(GIVEN TASK): Put everything from the line containing "Task: identify the flowing" down to the end of the records below into a numbered list, skipping blank lines and leaving out the pictures.

-=-=-

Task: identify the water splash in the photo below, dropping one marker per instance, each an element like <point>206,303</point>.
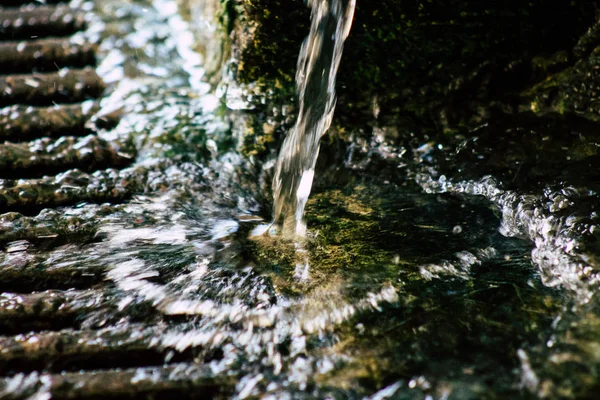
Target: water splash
<point>318,64</point>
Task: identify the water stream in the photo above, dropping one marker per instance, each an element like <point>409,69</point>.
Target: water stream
<point>318,64</point>
<point>438,270</point>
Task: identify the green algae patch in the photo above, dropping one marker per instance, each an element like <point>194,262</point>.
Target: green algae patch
<point>436,309</point>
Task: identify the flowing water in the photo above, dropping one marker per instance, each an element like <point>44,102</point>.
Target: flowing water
<point>438,269</point>
<point>318,64</point>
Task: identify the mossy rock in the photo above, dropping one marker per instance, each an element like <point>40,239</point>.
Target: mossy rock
<point>440,66</point>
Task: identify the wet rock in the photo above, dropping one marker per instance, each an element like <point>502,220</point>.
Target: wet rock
<point>430,67</point>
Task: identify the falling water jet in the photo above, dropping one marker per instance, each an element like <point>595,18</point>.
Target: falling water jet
<point>318,64</point>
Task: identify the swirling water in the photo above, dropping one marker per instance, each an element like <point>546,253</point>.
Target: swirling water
<point>427,279</point>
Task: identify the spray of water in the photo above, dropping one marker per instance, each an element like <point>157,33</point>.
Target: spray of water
<point>318,64</point>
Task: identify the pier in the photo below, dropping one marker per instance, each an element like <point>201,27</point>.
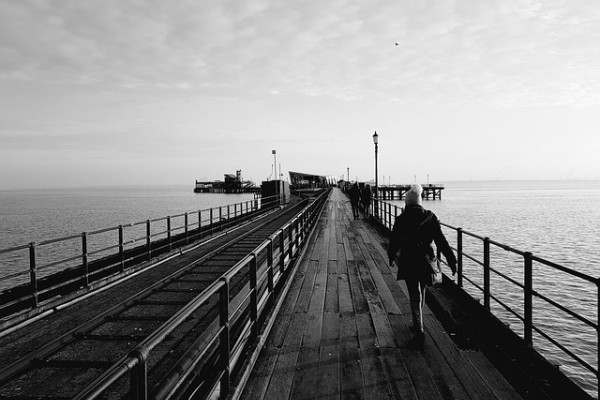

-=-=-

(TASK SOLUTION):
1. Task: identify the flowing water in the photo above, dropping one marker per instance, each an element like <point>44,102</point>.
2. Target: flowing water
3. <point>438,269</point>
4. <point>318,64</point>
5. Task: identify the mossy rock in the photo above, dropping one marker per instance, each an element like <point>40,239</point>.
6. Target: mossy rock
7. <point>440,66</point>
8. Task: identify the wet rock in the photo above, dropping one marker per instance, each an element like <point>502,220</point>.
9. Target: wet rock
10. <point>430,67</point>
11. Task: identify the falling water jet in the photo above, dropping one marker per instance, each an element like <point>595,18</point>.
12. Target: falling water jet
13. <point>318,64</point>
14. Task: identify the swirling water in the photo above, dropping one marker per instance, each an element like <point>546,253</point>.
15. Target: swirling water
16. <point>427,279</point>
17. Task: identify the spray of water in the photo above, dropping one marker per instance, each an element like <point>157,33</point>.
18. Target: spray of water
19. <point>318,64</point>
20. Task: identify the pier in the photo below, dropping one marker per instance, each an element like <point>201,27</point>.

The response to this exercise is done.